→ **TASK TO COMPLETE**: Quote the passage on the ADHD drug research word for word, from "On September 24th, the" to "announce research results.".

→ **SELECTED PASSAGE**:
/---

On September 24th, the Applied Cognitive Neuroscience Laboratory(Research Leader: Professor Ippeita Dan, Faculty of Science and Engineering)at the Center for Research and Development Initiatives held a press conference to announce research results.

Title:
Use of optical topography brain function analysis to visualize the effect of ADHD drugs—Establishing the basis for tailor-made treatment based on individual symptoms

<Speakers>
Professor Ippeita Dan: Center for Research and Development Initiatives, Department of Integrated Science and Engineering for Sustainable Society, Faculty of Science and Engineering, Chuo University Full-Time Instructor Yukifumi Monden, Professor Takanori Yamagata, Assistant Professor Masako Nagashima: Department of Pediatrics, Division of Medicine, Jichi Medical University

<Details>
A joint research group led by Jichi Medical University (Monden, Yamagata) and Chuo University (Dan) has succeeded in visualizing the effectiveness of drugs used to treat attention deficit hyperactivity disorder (ADHD). To achieve visualization, the research group used optical topography, a non-invasive brain function imaging method which uses optics.

ADHD is a common form of neurodevelopmental disorder that appears from infancy in more than 5% of the total population. Accompanying symptoms include reacting without the ability to wait (impulse), being jittery (hyperactivity) and frequently forgetting things (attention deficit). Diagnosis and review for the effectiveness of drugs used to treat ADHD is mainly performed through behavior observation. Researchers have long sought to develop an objective assessment method.

\---

(Saved entries)
/---

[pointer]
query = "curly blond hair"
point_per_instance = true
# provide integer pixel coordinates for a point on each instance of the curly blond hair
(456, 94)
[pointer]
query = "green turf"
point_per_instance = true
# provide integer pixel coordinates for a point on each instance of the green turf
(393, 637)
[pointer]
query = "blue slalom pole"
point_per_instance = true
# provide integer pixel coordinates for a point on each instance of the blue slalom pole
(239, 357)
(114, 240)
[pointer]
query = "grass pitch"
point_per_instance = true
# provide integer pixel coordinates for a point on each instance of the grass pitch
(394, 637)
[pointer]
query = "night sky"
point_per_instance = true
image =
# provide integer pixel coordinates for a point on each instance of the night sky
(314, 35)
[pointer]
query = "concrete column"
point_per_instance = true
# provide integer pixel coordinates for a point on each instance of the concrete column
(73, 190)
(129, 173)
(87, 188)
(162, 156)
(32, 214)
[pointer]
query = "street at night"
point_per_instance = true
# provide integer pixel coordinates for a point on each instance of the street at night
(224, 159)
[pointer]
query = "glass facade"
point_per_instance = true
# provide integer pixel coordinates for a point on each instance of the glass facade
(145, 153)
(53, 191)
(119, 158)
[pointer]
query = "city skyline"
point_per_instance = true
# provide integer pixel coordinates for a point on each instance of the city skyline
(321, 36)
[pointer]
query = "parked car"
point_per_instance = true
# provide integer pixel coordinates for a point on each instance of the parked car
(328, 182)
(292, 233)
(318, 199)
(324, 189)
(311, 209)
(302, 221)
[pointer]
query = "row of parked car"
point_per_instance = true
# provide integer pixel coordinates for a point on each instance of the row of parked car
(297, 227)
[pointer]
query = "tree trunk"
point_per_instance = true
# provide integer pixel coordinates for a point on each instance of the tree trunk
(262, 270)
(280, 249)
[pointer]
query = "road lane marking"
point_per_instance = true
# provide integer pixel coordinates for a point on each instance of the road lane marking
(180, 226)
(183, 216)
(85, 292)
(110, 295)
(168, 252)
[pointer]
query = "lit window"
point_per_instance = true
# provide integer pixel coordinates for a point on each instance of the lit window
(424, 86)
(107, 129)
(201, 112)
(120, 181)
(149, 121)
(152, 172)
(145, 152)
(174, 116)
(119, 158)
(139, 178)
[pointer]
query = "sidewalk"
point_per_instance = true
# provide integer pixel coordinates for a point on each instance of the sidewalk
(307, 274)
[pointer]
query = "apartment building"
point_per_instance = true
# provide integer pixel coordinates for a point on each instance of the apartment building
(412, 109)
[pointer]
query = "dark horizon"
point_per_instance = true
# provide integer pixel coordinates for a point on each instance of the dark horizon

\---

→ **WRITTEN SOLUTION**:
On September 24th, the Applied Cognitive Neuroscience Laboratory(Research Leader: Professor Ippeita Dan, Faculty of Science and Engineering)at the Center for Research and Development Initiatives held a press conference to announce research results.